_Input data_.

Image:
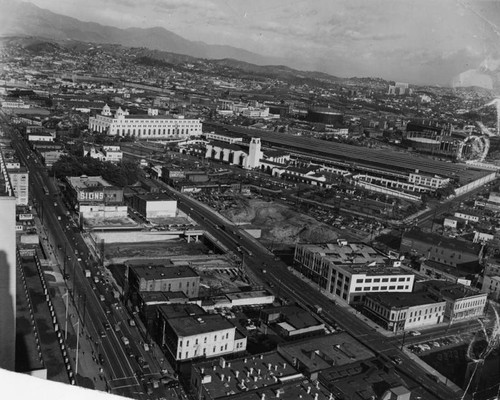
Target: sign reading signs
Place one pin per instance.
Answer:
(99, 196)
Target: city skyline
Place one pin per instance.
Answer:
(392, 40)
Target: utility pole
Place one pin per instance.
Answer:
(66, 321)
(77, 346)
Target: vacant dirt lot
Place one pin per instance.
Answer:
(279, 224)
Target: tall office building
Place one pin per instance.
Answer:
(7, 269)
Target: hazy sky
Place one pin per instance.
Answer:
(416, 40)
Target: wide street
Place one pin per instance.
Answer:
(97, 308)
(262, 266)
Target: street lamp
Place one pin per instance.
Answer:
(66, 321)
(77, 346)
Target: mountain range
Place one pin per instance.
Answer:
(26, 19)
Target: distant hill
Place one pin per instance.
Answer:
(22, 18)
(157, 58)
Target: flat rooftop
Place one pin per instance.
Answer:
(294, 316)
(322, 352)
(190, 326)
(363, 381)
(403, 300)
(162, 297)
(245, 374)
(453, 291)
(247, 295)
(155, 197)
(87, 182)
(171, 311)
(352, 253)
(162, 272)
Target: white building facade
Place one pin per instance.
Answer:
(150, 126)
(350, 271)
(398, 313)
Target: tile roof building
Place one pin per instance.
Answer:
(150, 126)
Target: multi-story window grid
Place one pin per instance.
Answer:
(350, 271)
(150, 126)
(395, 312)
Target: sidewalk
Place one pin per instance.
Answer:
(89, 372)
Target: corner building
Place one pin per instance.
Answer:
(348, 271)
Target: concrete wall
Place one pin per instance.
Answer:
(475, 184)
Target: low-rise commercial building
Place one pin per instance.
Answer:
(19, 177)
(264, 376)
(456, 253)
(462, 302)
(41, 137)
(491, 286)
(397, 312)
(93, 190)
(292, 321)
(189, 335)
(154, 205)
(313, 355)
(369, 379)
(161, 278)
(348, 271)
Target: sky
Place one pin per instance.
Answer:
(419, 41)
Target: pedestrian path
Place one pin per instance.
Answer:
(89, 373)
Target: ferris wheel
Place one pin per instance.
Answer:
(477, 148)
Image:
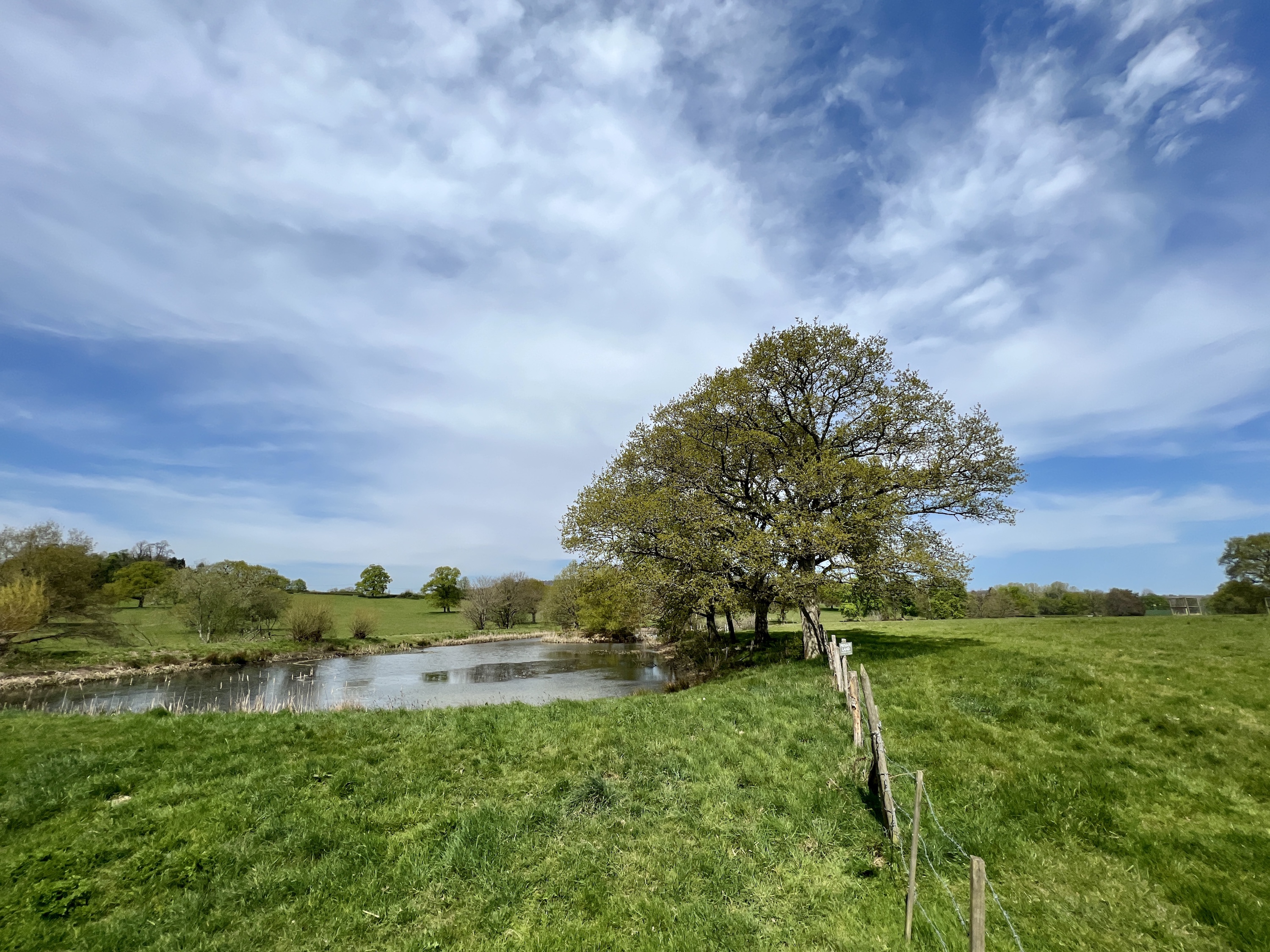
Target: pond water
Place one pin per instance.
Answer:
(489, 673)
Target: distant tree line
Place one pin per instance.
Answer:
(55, 584)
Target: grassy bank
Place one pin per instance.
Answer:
(1112, 772)
(153, 635)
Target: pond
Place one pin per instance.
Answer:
(488, 673)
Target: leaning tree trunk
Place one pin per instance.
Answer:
(761, 634)
(813, 633)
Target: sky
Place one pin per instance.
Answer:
(319, 285)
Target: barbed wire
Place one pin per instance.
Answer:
(926, 795)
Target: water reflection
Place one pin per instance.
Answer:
(497, 672)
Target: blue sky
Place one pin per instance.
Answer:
(320, 285)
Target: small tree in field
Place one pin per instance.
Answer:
(480, 601)
(374, 583)
(444, 588)
(139, 581)
(1248, 559)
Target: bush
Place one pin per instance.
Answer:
(560, 603)
(364, 624)
(309, 621)
(23, 606)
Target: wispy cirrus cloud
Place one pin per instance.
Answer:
(348, 283)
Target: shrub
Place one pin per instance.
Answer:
(23, 606)
(309, 621)
(364, 624)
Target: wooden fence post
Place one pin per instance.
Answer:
(912, 862)
(879, 775)
(978, 908)
(854, 700)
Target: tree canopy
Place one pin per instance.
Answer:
(444, 588)
(1248, 559)
(139, 581)
(813, 461)
(374, 583)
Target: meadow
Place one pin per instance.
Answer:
(153, 635)
(1113, 773)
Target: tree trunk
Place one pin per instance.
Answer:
(712, 624)
(761, 634)
(813, 633)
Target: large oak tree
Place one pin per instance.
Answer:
(814, 460)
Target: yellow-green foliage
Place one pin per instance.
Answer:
(309, 621)
(23, 606)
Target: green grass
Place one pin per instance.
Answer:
(153, 635)
(1112, 772)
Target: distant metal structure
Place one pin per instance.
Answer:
(1185, 605)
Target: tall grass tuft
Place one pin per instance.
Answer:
(309, 621)
(364, 624)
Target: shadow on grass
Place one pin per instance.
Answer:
(873, 645)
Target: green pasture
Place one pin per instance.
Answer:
(1114, 773)
(153, 635)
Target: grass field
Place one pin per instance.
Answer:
(153, 635)
(1112, 772)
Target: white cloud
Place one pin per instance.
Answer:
(1056, 522)
(484, 242)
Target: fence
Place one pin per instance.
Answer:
(945, 857)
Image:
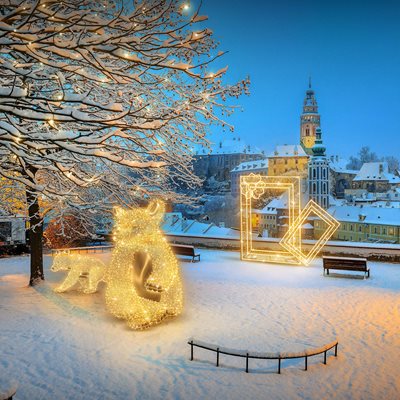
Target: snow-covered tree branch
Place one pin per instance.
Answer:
(97, 97)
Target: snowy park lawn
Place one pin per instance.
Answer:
(66, 346)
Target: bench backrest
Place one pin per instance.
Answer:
(183, 250)
(344, 262)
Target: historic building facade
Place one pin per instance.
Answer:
(289, 159)
(258, 167)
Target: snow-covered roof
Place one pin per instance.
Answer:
(288, 150)
(366, 214)
(275, 204)
(339, 165)
(251, 166)
(376, 171)
(229, 146)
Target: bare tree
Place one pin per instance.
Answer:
(102, 102)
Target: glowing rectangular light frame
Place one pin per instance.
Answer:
(295, 228)
(253, 187)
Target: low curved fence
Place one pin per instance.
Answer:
(263, 356)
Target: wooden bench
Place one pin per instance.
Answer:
(346, 264)
(185, 250)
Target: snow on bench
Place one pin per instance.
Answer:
(263, 355)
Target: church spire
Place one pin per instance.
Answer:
(309, 120)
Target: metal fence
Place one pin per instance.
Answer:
(263, 356)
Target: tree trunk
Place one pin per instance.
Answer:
(35, 235)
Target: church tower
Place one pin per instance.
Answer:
(309, 121)
(318, 173)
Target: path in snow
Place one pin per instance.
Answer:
(67, 346)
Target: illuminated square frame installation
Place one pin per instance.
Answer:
(252, 187)
(295, 228)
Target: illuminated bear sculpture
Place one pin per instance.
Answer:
(143, 281)
(84, 270)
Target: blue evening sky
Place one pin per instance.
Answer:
(350, 48)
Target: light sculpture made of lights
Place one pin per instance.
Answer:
(253, 187)
(143, 280)
(84, 272)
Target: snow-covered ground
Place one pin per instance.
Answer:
(68, 347)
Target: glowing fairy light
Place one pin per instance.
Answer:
(253, 187)
(143, 281)
(84, 272)
(295, 228)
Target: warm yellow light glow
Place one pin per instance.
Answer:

_About this task_. A faithful, word-for-word copy of the records above, pictures left out, is the answer.

_Response for this exercise_.
Image:
Target: sign reading signs
Place one pin per instance.
Answer:
(99, 196)
Target: city skyline
Place one pin per instance.
Answer:
(392, 40)
Target: utility pole
Place one pin per instance.
Answer:
(66, 321)
(77, 346)
Target: vacant dirt lot
Place one pin per instance.
Answer:
(279, 224)
Target: tall office building
Place one pin per instance.
Answer:
(7, 269)
Target: hazy sky
Place one pin per instance.
Answer:
(416, 40)
Target: wide street
Place one pin per instance.
Answer:
(97, 308)
(262, 266)
Target: street lamp
Place one pin per instance.
Answer:
(66, 321)
(77, 346)
Target: mountain range
Place one pin per instance.
Answer:
(26, 19)
Target: distant hill
Place one pin per instance.
Answer:
(22, 18)
(157, 58)
Target: flat rooftop
Place one pin per instance.
Answer:
(294, 316)
(322, 352)
(190, 326)
(363, 381)
(403, 300)
(162, 297)
(245, 374)
(453, 291)
(247, 295)
(155, 197)
(87, 182)
(171, 311)
(352, 253)
(162, 272)
Target: white building facade
Place one pin per instance.
Answer:
(150, 126)
(350, 271)
(398, 313)
Target: tile roof building
Place one pin per instance.
Answer:
(150, 126)
Target: multi-story window grid
Place one pin per instance.
Answer:
(350, 271)
(150, 126)
(395, 312)
Target: sidewalk
Place one pin per instance.
Answer:
(89, 372)
Target: corner building
Place one pin per instance.
Answer:
(348, 271)
Target: concrete wall
Place one pin per instance.
Answer:
(475, 184)
Target: low-rise commercial building
Place one pin per instance.
Answer:
(19, 177)
(264, 376)
(456, 253)
(462, 302)
(41, 137)
(491, 286)
(397, 312)
(93, 190)
(292, 321)
(189, 335)
(154, 205)
(313, 355)
(369, 379)
(161, 278)
(348, 271)
Target: sky
Place one pin per instance.
Answer:
(419, 41)
Target: pedestrian path
Place one pin per instance.
Answer:
(89, 373)
Target: ferris wheel
Place one pin per instance.
Answer:
(477, 148)
Image:
Target: pond water
Place one pin per instance.
Answer:
(489, 673)
Target: distant tree line
Place one pin per instance.
Answer:
(55, 584)
Target: grassy bank
Place one pin per instance.
Answer:
(1112, 772)
(153, 635)
Target: pond
Place one pin per instance.
Answer:
(488, 673)
Target: leaning tree trunk
Place one pin per instance.
Answer:
(761, 634)
(813, 633)
Target: sky
Place one pin per instance.
Answer:
(319, 285)
Target: barbed wire
Place one pin per instance.
Answer:
(926, 795)
Target: water reflection
Place one pin per instance.
Answer:
(497, 672)
Target: blue sky
Place one pin per instance.
Answer:
(320, 285)
Target: small tree in field
Place one pin per instance.
Answer:
(480, 601)
(374, 583)
(444, 588)
(139, 581)
(1248, 559)
Target: bush
Place one pin per instance.
Answer:
(560, 603)
(364, 624)
(309, 621)
(23, 606)
Target: wispy cirrus cloud
Place one pin per instance.
Answer:
(348, 283)
Target: shrub
Place one pin per instance.
Answer:
(23, 606)
(309, 621)
(364, 624)
Target: wooden fence post
Place one pin per instance.
Answer:
(912, 862)
(879, 775)
(978, 908)
(854, 700)
Target: tree canopy
Place one pin per instance.
Answer:
(444, 588)
(1248, 559)
(139, 581)
(813, 461)
(374, 583)
Target: meadow
Place one pin per instance.
Answer:
(153, 635)
(1113, 773)
Target: tree trunk
Place one pin per instance.
Answer:
(712, 624)
(761, 634)
(813, 633)
Target: large oak tree
Place one pin per instance.
Answer:
(814, 460)
Target: yellow-green foliage
Place one pin per instance.
Answer:
(309, 621)
(23, 606)
Target: green grass
Place one pin per instance.
Answer:
(153, 635)
(1112, 772)
Target: distant metal structure
Place one pin per instance.
Answer:
(1185, 605)
Target: tall grass tuft
Place one pin per instance.
Answer:
(309, 621)
(364, 624)
Target: shadow on grass
Place one pin per instance.
Answer:
(873, 645)
Target: green pasture
Place one pin per instance.
Answer:
(1114, 773)
(153, 635)
Target: grass field
Place one pin per instance.
Answer:
(153, 635)
(1112, 772)
Target: white cloud
Place one pin per instance.
Answer:
(1056, 522)
(484, 242)
Target: fence
Place one pin per instance.
Answer:
(945, 857)
Image:
Target: snow-covered tree branch
Place one pin per instance.
Answer:
(97, 97)
Target: snowy park lawn
Place one pin per instance.
Answer:
(66, 346)
Target: bench backrest
Place one pin per instance.
Answer:
(183, 250)
(344, 262)
Target: historic building facade
Place one pin per instance.
Answer:
(289, 159)
(258, 167)
Target: snow-covered roof
Place one pin per instance.
Answer:
(288, 150)
(366, 214)
(275, 204)
(339, 165)
(251, 166)
(376, 171)
(229, 146)
Target: bare tree
Place one pin per instance.
Answer:
(102, 102)
Target: glowing rectangular light frame
Place one pin per instance.
Answer:
(295, 228)
(253, 187)
Target: low curved fence
Place one pin per instance.
Answer:
(263, 356)
Target: wooden bench
Place one pin per instance.
Answer:
(346, 264)
(185, 250)
Target: snow on bench
Place one pin per instance.
Answer:
(263, 355)
Target: church spire
Place one pin per instance.
Answer:
(309, 120)
Target: metal fence
Place one pin per instance.
Answer:
(263, 356)
Target: tree trunk
Place one pin per instance.
Answer:
(35, 235)
Target: church tower
Place one pin per instance.
Answer:
(309, 121)
(318, 173)
Target: path in snow
Place one pin per instance.
Answer:
(67, 346)
Target: illuminated square frame installation
Place one pin per instance.
Answer:
(252, 187)
(295, 228)
Target: illuminated bear sculpture
Place one pin per instance.
Answer:
(143, 281)
(84, 270)
Target: blue evening sky
Place one pin per instance.
Answer:
(350, 48)
Target: light sculpture made of lights
Place one pin per instance.
Answer:
(253, 187)
(143, 280)
(84, 272)
Target: snow-covered ground
Place one pin per instance.
Answer:
(68, 347)
Target: glowing fairy light
Place one pin per instance.
Answer:
(253, 187)
(143, 281)
(84, 272)
(295, 228)
Target: warm yellow light glow
Place one pin per instance.
Answer:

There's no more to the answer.